* **TU TAREA**: En el texto mostrado, ¿qué consejo da Paola para que la gente encuentre su estilo sin traicionarse a sí misma?

---- TEXTO MOSTRADO

En ciertas ceremonias modernas, hay quienes rompen estos códigos –novias de negro, quinceañeras con atuendo gótico– y generan revuelo precisamente porque desafían símbolos arraigados. Paola nos hizo ver que la moda responde a las narrativas de cada época.
En la conversación surgió que tras la pandemia de COVID-19, por ejemplo, muchas personas salieron de la cuarentena queriendo expresarse más con la ropa, casi como un festejo por recuperar la vida social; otras, en cambio, quedaron con ansiedad social y prefirieron seguir “invisibles” con ropa neutra o cómoda para no destacar. Son reacciones diferentes al mismo evento global, ambas válidas y comprensibles.
Hablamos de la ropa como armadura pero también como carta de presentación. Yo mencioné que al final todos tenemos un estilo, así sea la combinación más sencilla, y que eso ya dice algo de nosotros. Paola estuvo de acuerdo: “incluso el que dice que no le importa la moda está comunicando un mensaje con esa actitud”. Aquí entra el concepto de autoexpresión.
La moda, más allá de cubrirnos del clima o cumplir normas sociales, refleja nuestros gustos, valores y personalidad. Un estudio citado en Psychology Today indica que elegir prendas que reflejen nuestra individualidad mejora la autoestima y puede llevarnos a desenvolvernos mejor en nuestras metas. Es decir, ser auténticos por fuera ayuda a estar bien por dentro.
Hacia el cierre del conversatorio, invité a Paola a resumir qué consejo daría para que la gente encuentre su estilo sin traicionarse a sí misma. Su respuesta fue tan sencilla como poderosa: “Escúchate. Conócete. Y vístete para contarte a ti, no para contarle a los demás”. En otras palabras, que la moda sea un diálogo interno antes que un monólogo hacia afuera.
La consultora Andrea Amoretti dice: “la moda no debe ser fuente de estrés, sino un ejercicio de identidad y una conversación contigo misma”. Esa idea resume perfectamente lo que quise lograr con Entrestilos y con esta charla.

--------
---- REGISTROS DE DATOS

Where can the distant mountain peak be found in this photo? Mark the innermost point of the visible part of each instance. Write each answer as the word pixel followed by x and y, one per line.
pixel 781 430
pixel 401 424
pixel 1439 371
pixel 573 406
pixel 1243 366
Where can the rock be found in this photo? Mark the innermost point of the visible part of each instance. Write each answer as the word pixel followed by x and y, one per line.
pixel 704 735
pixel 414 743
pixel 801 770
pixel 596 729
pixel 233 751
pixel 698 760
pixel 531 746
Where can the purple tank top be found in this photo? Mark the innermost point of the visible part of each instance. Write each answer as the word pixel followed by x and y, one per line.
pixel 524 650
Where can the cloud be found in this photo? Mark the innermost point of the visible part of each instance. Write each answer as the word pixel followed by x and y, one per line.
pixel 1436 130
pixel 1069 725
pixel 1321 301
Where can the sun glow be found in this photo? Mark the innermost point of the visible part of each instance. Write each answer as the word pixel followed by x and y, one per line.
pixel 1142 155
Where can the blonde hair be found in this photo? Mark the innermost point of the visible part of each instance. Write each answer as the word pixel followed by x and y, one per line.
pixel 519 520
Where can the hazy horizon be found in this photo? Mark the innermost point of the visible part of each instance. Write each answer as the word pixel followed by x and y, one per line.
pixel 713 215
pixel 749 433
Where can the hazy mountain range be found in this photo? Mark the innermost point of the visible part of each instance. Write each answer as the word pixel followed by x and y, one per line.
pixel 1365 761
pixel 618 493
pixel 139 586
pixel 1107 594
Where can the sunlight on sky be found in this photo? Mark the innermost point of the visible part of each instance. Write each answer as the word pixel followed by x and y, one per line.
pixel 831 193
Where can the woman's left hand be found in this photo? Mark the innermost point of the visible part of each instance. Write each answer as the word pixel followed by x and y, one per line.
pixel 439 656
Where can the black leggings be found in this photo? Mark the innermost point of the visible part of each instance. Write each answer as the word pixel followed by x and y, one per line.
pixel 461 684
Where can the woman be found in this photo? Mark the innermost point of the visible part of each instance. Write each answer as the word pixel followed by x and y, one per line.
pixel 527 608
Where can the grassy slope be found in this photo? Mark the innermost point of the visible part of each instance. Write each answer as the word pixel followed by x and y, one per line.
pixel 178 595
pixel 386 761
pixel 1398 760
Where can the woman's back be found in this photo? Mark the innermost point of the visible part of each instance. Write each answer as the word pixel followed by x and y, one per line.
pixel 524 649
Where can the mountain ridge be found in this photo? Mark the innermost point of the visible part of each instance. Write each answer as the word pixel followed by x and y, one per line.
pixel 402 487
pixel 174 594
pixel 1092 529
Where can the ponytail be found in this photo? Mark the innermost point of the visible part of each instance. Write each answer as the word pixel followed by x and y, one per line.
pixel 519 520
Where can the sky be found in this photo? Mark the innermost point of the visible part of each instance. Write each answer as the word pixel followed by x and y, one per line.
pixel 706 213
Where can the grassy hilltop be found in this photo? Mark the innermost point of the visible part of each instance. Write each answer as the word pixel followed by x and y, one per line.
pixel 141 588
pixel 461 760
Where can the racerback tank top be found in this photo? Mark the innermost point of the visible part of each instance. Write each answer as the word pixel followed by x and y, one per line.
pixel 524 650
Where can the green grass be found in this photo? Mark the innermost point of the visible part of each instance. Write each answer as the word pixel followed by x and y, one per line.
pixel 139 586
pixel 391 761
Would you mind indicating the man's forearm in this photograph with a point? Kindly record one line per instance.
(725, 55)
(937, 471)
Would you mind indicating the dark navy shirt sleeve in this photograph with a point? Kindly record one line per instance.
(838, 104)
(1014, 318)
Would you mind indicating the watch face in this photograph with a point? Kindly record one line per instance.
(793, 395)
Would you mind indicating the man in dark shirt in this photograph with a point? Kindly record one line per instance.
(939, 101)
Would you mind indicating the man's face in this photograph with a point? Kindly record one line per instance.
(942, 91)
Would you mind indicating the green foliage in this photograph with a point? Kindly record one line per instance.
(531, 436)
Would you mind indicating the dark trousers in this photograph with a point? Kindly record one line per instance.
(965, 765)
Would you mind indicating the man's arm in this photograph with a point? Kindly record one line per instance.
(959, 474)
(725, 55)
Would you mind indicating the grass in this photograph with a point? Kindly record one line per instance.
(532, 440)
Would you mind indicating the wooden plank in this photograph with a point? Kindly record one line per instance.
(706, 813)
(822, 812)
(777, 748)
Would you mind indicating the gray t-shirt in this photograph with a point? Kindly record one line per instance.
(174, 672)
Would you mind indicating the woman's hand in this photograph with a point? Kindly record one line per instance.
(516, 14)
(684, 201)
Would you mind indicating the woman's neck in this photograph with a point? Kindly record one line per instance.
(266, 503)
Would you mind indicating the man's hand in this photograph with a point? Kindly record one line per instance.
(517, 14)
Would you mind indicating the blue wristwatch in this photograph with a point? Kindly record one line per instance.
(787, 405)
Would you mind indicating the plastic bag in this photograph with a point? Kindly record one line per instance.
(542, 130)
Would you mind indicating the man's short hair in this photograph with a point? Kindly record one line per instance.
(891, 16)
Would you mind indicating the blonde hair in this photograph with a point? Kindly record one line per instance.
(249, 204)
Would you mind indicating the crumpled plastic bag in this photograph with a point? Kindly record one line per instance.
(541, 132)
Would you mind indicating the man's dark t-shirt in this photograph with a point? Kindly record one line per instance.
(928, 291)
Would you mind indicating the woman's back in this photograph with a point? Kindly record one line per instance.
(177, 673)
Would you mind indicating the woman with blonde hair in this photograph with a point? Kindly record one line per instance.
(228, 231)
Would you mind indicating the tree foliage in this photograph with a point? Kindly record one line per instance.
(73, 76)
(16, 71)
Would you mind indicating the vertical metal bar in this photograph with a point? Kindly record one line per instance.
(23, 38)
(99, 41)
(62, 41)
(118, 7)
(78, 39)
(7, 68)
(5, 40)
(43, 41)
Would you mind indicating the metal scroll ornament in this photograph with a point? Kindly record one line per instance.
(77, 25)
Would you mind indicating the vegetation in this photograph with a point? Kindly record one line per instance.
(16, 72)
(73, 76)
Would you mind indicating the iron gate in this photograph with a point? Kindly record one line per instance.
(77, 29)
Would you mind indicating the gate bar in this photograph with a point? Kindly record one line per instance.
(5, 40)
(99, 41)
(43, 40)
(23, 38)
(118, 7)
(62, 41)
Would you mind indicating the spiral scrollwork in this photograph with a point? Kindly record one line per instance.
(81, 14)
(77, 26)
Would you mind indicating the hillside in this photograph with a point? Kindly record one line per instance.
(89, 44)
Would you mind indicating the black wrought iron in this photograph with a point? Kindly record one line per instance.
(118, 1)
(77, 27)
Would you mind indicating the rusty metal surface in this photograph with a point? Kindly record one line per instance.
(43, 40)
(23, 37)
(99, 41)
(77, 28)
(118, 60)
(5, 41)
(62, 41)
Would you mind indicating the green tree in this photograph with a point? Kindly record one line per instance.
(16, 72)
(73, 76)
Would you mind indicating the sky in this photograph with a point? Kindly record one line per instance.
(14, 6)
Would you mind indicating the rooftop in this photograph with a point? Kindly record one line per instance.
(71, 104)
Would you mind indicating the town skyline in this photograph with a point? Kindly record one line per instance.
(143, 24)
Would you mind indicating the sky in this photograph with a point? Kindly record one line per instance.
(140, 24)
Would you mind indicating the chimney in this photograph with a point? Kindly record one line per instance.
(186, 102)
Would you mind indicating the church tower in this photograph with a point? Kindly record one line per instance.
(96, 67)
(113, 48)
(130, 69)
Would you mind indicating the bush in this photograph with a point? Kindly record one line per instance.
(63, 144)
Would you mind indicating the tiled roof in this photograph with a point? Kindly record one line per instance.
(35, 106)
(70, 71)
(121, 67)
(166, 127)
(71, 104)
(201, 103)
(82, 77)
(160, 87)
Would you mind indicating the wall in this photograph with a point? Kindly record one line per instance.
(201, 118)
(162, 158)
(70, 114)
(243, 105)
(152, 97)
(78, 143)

--------

* **RESPUESTA ESCRITA**: «Escúchate. Conócete. Y vístete para contarte a ti, no para contarle a los demás».